EXERCISE ▸
Return each line of the data below that contains the string "hood".

===== RECORD EXCERPTS =====

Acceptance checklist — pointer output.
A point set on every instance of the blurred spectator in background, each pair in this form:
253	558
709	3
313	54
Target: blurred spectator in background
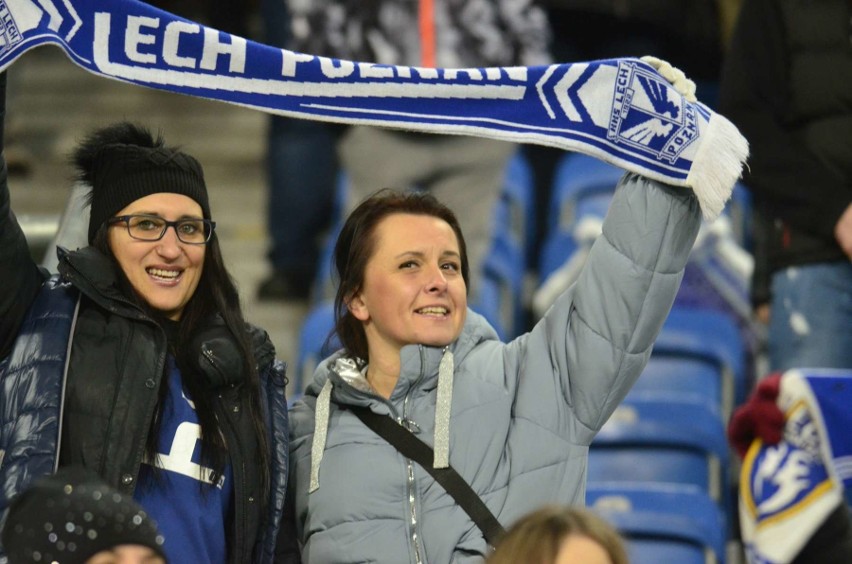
464	172
302	170
73	517
787	85
689	35
560	535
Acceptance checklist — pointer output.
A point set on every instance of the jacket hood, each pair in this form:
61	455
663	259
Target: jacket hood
475	331
91	272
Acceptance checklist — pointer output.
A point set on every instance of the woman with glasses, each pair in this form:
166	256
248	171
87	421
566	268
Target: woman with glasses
135	361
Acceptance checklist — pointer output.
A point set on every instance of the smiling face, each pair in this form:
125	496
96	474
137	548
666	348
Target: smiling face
126	554
164	273
580	548
413	290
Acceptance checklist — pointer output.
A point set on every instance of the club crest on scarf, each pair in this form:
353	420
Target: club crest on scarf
784	478
647	115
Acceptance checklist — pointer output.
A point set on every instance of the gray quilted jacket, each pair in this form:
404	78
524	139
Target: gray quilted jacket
517	417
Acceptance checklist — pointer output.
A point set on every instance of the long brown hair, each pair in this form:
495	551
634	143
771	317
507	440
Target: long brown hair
538	537
356	243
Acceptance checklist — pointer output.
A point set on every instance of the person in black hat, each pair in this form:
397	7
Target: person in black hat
135	361
73	517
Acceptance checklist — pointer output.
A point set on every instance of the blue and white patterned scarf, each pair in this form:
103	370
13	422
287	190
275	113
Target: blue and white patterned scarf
789	489
619	110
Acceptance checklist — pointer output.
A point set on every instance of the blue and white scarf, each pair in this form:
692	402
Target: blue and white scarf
619	110
789	489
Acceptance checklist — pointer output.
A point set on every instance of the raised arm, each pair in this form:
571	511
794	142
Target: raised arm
21	278
582	358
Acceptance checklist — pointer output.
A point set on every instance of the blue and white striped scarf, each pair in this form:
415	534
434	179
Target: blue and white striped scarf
619	110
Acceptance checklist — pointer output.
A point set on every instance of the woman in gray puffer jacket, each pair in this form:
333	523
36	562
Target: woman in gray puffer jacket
514	419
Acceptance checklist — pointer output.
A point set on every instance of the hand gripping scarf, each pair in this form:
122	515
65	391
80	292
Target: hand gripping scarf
619	110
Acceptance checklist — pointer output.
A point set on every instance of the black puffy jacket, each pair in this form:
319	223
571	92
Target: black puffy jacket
786	86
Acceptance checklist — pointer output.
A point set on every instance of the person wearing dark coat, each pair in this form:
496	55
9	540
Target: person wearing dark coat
136	362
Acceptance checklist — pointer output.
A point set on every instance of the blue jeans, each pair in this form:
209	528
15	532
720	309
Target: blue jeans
302	173
811	323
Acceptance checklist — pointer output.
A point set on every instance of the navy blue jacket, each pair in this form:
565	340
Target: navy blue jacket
80	370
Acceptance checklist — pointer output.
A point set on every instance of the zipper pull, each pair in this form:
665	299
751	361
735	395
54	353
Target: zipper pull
409	424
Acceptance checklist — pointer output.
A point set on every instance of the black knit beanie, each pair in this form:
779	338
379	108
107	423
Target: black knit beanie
72	515
120	173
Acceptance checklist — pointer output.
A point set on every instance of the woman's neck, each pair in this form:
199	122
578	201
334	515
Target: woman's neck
383	376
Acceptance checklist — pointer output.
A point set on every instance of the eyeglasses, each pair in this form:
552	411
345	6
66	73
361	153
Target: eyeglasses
152	228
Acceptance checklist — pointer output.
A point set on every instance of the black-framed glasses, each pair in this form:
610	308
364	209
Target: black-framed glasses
144	227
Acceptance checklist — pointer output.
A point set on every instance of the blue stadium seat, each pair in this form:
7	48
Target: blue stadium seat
575	174
516	206
711	336
662	522
583	187
663	437
492	304
324	286
314	343
655	551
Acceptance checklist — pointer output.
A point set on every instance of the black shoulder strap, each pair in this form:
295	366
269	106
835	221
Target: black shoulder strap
411	447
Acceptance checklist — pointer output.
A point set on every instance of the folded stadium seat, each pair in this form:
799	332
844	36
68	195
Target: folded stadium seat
662	523
682	375
517	201
314	344
582	187
663	437
710	336
575	174
493	305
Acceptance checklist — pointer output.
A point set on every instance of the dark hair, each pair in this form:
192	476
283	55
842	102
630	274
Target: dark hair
537	537
356	243
216	294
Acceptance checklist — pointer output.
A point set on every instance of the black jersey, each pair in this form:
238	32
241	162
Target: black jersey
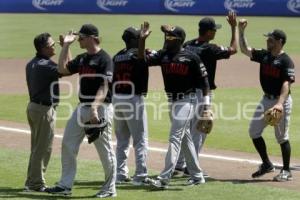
130	73
209	54
182	72
273	70
42	80
92	69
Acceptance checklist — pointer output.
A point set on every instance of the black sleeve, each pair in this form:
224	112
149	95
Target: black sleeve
289	70
153	58
201	73
73	65
219	52
108	68
258	55
49	69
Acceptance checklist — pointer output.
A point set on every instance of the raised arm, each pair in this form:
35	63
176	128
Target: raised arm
245	49
99	99
231	19
61	42
64	54
145	32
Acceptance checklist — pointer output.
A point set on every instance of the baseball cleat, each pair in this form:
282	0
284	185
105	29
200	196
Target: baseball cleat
28	189
158	183
284	175
59	190
123	181
141	182
105	194
192	182
263	169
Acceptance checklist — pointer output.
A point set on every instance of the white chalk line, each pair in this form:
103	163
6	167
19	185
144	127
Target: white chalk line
161	150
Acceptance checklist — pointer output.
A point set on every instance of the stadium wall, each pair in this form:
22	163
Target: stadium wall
181	7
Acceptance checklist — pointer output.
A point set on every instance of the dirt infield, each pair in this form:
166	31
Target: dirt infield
219	170
234	73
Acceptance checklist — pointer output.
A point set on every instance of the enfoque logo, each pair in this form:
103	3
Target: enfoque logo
233	5
105	4
43	4
294	6
175	5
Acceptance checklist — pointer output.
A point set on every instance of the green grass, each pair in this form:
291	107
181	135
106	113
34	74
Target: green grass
18	30
90	176
227	134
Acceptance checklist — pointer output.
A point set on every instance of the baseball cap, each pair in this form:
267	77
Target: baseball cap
277	34
174	31
208	23
130	33
88	30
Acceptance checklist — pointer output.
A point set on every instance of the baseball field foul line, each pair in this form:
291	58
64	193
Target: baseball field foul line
161	150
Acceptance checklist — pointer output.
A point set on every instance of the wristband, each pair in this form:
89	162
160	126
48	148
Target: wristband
206	100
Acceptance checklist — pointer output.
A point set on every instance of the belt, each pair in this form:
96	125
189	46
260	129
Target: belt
271	96
42	103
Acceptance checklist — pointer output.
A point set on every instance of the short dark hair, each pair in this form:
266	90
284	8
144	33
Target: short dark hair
40	41
202	32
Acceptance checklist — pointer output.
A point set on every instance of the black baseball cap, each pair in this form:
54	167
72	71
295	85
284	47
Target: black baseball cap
277	34
131	33
88	30
208	23
174	31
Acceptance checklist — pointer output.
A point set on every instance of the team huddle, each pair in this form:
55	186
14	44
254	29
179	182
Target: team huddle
112	92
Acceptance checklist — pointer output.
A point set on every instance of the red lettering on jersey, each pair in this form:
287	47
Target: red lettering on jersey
268	70
175	68
124	67
86	70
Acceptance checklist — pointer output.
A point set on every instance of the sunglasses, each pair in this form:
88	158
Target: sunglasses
51	45
82	36
168	37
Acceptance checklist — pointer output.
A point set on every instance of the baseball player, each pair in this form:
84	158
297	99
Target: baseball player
276	76
41	76
209	54
95	73
130	84
182	70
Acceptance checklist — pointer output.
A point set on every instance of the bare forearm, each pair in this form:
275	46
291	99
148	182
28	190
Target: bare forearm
100	96
141	51
64	57
284	92
245	49
233	42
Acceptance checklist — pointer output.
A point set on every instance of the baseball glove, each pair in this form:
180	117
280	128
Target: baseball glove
92	131
272	116
205	123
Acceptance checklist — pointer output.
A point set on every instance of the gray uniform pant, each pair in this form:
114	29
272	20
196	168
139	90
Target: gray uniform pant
198	137
130	119
258	124
73	137
181	113
41	120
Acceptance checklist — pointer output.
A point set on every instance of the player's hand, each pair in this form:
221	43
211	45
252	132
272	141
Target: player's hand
94	118
242	24
231	18
69	38
145	32
61	40
278	107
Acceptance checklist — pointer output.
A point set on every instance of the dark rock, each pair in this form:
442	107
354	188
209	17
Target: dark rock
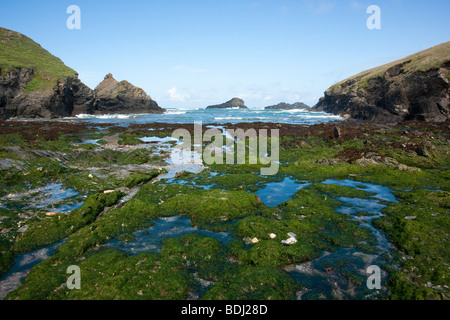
287	106
421	151
400	91
232	104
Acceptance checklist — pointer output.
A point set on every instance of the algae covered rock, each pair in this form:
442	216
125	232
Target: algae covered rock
212	205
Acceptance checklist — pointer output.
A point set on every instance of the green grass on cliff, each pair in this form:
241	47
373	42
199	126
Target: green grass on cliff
18	51
422	61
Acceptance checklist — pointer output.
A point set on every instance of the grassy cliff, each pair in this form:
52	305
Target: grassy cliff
18	51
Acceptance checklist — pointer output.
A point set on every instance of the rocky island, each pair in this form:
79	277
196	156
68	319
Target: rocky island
287	106
413	88
36	84
109	198
234	103
111	96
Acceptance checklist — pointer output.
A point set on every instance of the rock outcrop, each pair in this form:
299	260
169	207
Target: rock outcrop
287	106
413	88
36	84
63	100
111	96
234	103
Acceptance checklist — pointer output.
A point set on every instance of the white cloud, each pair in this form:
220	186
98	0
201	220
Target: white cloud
320	6
175	96
188	69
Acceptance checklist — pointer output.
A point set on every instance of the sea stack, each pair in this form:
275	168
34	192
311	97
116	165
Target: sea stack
234	103
122	97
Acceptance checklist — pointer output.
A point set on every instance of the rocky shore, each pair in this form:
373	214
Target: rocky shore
36	84
234	103
347	189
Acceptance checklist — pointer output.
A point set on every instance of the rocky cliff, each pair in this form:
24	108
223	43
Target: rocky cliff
36	84
287	106
413	88
232	104
111	96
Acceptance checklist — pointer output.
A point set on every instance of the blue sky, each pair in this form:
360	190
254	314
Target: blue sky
196	53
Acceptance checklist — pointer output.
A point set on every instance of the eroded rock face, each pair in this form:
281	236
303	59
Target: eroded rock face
233	103
69	98
395	96
111	96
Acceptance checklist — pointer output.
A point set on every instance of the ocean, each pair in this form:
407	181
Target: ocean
220	116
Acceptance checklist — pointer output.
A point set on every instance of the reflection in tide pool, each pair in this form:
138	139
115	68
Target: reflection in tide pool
381	192
275	193
151	239
22	266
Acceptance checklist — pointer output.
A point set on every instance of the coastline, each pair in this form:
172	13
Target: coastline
329	220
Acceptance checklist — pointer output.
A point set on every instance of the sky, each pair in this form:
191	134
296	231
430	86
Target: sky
195	53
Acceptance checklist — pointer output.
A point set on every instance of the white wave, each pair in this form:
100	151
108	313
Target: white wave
106	116
174	112
322	116
228	118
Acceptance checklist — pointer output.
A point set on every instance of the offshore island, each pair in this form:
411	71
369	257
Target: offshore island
369	190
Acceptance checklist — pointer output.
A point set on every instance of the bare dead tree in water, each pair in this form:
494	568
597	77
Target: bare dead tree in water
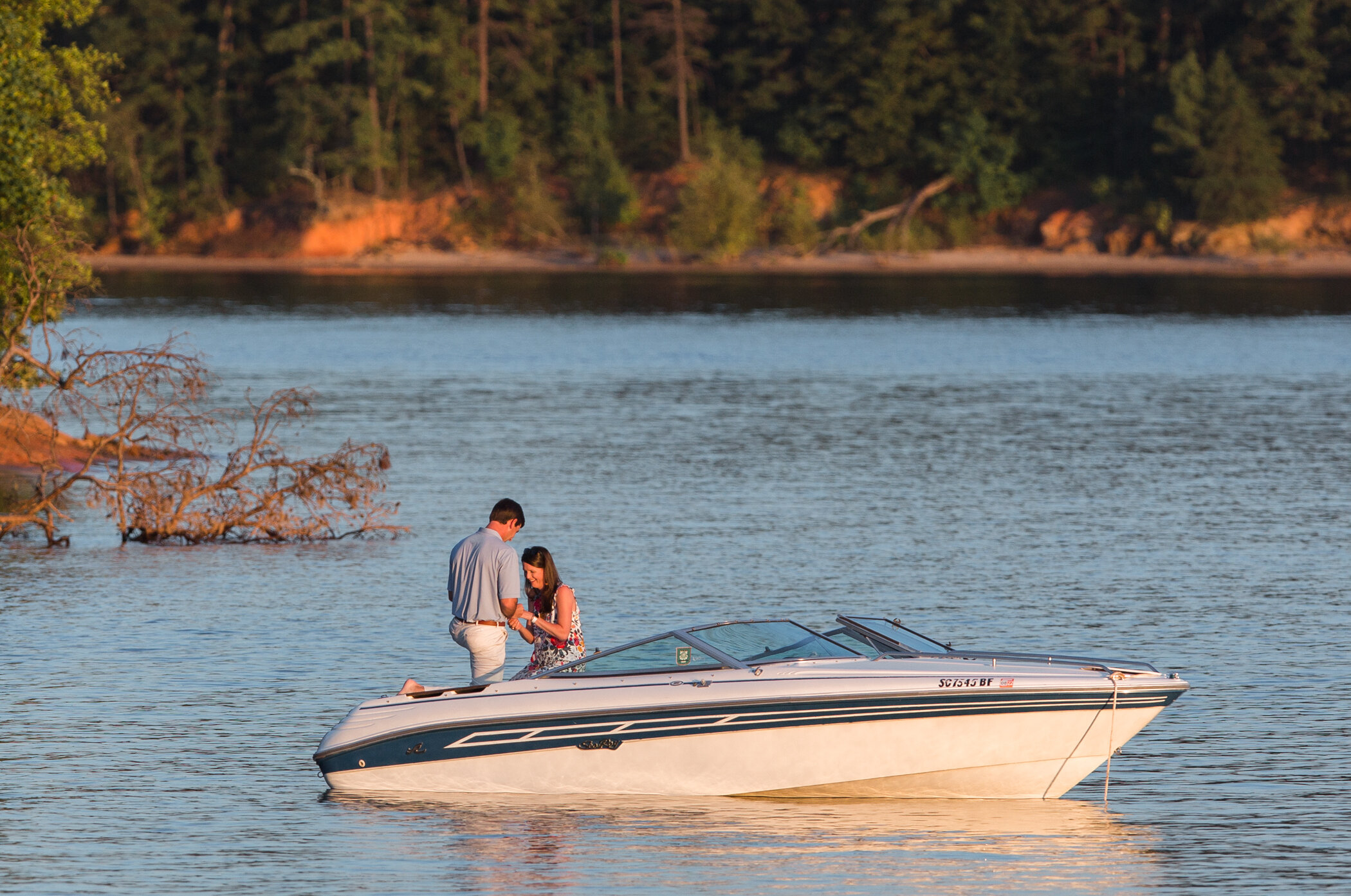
153	457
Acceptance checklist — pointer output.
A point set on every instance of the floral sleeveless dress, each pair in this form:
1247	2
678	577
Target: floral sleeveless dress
550	652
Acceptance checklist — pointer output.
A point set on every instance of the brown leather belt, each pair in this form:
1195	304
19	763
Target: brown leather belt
481	622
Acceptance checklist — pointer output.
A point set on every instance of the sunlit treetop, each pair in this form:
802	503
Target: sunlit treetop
49	96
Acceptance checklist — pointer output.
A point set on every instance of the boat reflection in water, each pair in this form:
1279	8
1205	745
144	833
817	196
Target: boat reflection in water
761	709
515	844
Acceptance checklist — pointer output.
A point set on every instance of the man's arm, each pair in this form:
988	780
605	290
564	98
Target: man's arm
508	584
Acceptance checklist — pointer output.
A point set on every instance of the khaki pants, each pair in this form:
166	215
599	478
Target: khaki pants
487	646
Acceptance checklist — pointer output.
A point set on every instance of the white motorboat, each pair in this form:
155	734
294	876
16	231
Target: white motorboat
761	709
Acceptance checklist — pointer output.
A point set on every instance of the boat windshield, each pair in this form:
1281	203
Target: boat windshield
663	654
890	632
857	643
769	641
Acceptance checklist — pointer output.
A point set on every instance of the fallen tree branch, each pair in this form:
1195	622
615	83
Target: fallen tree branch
903	211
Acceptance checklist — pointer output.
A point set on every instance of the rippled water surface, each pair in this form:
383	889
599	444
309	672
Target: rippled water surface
996	461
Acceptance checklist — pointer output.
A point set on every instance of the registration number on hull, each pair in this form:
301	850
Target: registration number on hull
965	683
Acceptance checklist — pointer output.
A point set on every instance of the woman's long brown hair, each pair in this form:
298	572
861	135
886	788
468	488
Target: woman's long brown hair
541	558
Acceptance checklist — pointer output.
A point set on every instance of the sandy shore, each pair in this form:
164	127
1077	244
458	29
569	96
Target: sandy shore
957	261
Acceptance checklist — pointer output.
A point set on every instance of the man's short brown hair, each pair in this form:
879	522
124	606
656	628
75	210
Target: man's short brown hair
506	511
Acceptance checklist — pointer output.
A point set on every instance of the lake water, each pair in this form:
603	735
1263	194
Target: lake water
1132	468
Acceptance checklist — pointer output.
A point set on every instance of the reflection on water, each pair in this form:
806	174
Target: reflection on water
710	845
616	292
1172	489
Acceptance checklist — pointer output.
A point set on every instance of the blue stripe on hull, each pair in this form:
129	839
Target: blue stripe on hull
614	729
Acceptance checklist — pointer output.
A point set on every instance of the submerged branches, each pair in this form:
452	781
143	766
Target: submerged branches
164	468
260	493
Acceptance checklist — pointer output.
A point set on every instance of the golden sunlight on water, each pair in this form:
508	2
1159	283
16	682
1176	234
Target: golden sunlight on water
1165	488
838	846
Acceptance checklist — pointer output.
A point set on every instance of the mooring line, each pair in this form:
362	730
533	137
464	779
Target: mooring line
1111	736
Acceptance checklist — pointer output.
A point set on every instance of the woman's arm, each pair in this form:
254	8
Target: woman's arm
523	629
564	602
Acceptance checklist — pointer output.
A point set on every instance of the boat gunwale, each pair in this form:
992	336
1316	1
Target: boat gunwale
1166	686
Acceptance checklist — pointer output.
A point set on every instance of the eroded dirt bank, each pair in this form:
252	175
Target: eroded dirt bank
955	261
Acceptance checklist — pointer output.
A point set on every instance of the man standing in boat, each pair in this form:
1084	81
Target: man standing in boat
484	591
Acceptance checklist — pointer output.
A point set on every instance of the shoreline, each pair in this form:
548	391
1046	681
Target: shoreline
993	261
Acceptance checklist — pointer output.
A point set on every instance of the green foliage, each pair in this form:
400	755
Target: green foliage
792	222
48	100
49	96
973	153
1009	94
1231	160
538	214
499	141
721	207
602	188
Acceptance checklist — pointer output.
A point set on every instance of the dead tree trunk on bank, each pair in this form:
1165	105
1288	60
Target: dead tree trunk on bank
618	53
900	215
377	168
681	104
482	57
225	53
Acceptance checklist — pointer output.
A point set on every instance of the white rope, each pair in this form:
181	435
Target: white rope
1111	736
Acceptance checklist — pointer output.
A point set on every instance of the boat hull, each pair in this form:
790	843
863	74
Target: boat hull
991	754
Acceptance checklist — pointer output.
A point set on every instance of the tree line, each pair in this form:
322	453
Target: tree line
1211	109
156	457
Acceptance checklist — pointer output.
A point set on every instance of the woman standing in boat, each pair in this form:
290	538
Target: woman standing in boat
553	623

=====

ANSWER TO THIS EXERCISE ▸
A point set on every instance of the jacket hood, each pair in this form:
Target: jacket hood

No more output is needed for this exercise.